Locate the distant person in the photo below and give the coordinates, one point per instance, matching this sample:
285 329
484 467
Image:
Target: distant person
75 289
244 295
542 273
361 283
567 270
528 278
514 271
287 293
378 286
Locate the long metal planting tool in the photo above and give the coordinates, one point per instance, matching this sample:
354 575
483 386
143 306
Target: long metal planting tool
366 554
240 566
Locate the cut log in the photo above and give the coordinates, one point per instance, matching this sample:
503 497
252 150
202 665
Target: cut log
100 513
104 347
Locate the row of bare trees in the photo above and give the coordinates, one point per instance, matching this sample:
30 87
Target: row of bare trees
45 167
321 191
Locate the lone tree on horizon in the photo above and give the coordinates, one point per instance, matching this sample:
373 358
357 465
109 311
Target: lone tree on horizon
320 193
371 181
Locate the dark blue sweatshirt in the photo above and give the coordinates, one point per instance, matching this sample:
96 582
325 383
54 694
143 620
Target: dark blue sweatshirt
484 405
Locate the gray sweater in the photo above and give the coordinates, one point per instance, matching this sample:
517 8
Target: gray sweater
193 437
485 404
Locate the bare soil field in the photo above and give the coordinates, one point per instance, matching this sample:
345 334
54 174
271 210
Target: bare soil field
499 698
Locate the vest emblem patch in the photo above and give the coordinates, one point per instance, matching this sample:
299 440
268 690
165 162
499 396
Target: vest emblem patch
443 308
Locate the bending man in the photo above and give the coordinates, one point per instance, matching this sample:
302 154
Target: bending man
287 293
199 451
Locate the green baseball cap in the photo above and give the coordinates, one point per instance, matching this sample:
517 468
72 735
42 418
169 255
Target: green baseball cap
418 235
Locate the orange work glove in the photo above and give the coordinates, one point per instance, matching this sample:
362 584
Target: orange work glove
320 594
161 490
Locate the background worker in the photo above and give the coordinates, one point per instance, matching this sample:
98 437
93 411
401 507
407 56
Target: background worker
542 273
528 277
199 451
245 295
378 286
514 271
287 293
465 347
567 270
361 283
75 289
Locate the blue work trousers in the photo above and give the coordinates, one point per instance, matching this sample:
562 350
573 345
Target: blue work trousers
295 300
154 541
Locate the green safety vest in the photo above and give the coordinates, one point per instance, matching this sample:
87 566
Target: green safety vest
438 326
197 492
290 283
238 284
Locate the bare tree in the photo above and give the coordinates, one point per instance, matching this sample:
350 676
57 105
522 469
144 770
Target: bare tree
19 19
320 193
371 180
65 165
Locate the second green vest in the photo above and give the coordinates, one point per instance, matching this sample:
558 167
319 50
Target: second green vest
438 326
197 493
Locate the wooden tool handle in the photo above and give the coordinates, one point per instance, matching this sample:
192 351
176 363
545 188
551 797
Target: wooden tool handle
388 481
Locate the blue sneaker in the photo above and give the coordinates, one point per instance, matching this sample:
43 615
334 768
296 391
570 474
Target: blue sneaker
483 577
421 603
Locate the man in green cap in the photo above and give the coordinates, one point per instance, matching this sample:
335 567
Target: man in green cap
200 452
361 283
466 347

____

→ PROBLEM DETAILS
Retype the data exactly as it reads.

→ ANSWER TO THE PROBLEM
Locate the distant person in the photo below and give the coordinates, one point per instance, matching this sample:
285 329
484 467
Image:
Target: distant person
75 289
244 295
542 273
361 283
567 270
528 278
514 271
287 293
378 286
Locate the long metal planting tool in the photo above and give the coordinates, one point per instance, matching this sample:
354 575
483 386
143 306
Target: long metal planting tool
366 554
240 566
Locate the cut log in the photo above and give the coordinates, one point per instance, matching this sample:
503 497
252 150
202 665
Target: cut log
100 513
104 347
Locate the row of bare trees in the photo above and give the coordinates, one point per instance, matching this sample:
30 87
Target: row of bare trees
45 167
321 191
Locate the lone tree on horizon in the photo above and give the coordinates, one point per instance, matching this sample:
373 358
357 465
109 311
Target: lone tree on horizon
320 193
371 181
Locate the dark blue sweatshirt in the photo above and give the coordinates, one point per instance, matching this sample:
96 582
325 383
54 694
143 620
Target: dark blue sweatshirt
484 405
Locate the gray sweater in the photo above and give the coordinates, one point per instance, matching this sample:
517 8
Target: gray sweater
193 437
485 404
Locate the bare soil field in the photo above and give the coordinates, one point per instance, matching this sample:
345 334
54 174
271 210
Target: bare soil field
499 698
Locate the vest emblem patch in the photo above and give the coordinates, one point per instance, matching this sample:
299 440
268 690
165 162
499 396
Target: vest emblem patch
443 308
Locate the bending man in the photo above and give the coordinates, one point per instance, matching this sample:
302 154
Target: bending man
287 293
199 451
Locate the green baseball cap in the photo above and give the coordinates, one point per instance, matching this sample:
517 468
72 735
42 418
169 255
Target: green baseball cap
418 235
Locate the orange work glove in the photo above and give the coordinates, one point per instance, matching this sample:
362 584
Target: orange work glove
320 594
161 490
Locate the background worker in the photo above and give the coordinates, one point per instance, matching this sample:
98 437
93 411
401 507
407 56
Target: background worker
542 273
528 277
199 451
245 295
378 286
514 271
287 293
465 347
567 270
361 283
75 289
Locate the blue work trousers in the photo above and give the coordinates, one point per instance, matching this sample:
562 350
573 345
Target: blue work trousers
295 300
154 541
Locate the green safety vest in the photo above and give the coordinates, one point per instance, matching this sample:
87 566
Target: green safety vest
438 326
197 492
290 283
238 284
Locate the bare tree in the photo above and give the coordinates, one point per instance, matching this sample:
350 676
57 105
522 469
144 770
Target: bare tree
19 19
320 193
371 180
65 165
Locate the second green vest in the photo above and give the coordinates, one point per instance, matching this sample:
558 167
319 50
Target: second green vest
438 326
197 493
Locate the wooden tool handle in the photo above and give the coordinates, one point per instance, matching this sample:
192 351
176 363
545 188
551 797
Target: wooden tool handle
388 481
Locate the blue sneaker in the photo above and give the coordinates, one point per instance, matching this sample:
43 615
334 768
296 391
570 474
Target: blue sneaker
483 577
421 603
Locate the man in green cap in the photo above and give the coordinates, one point per instance, matching this sample:
335 567
Target: man in green cap
200 452
361 283
466 347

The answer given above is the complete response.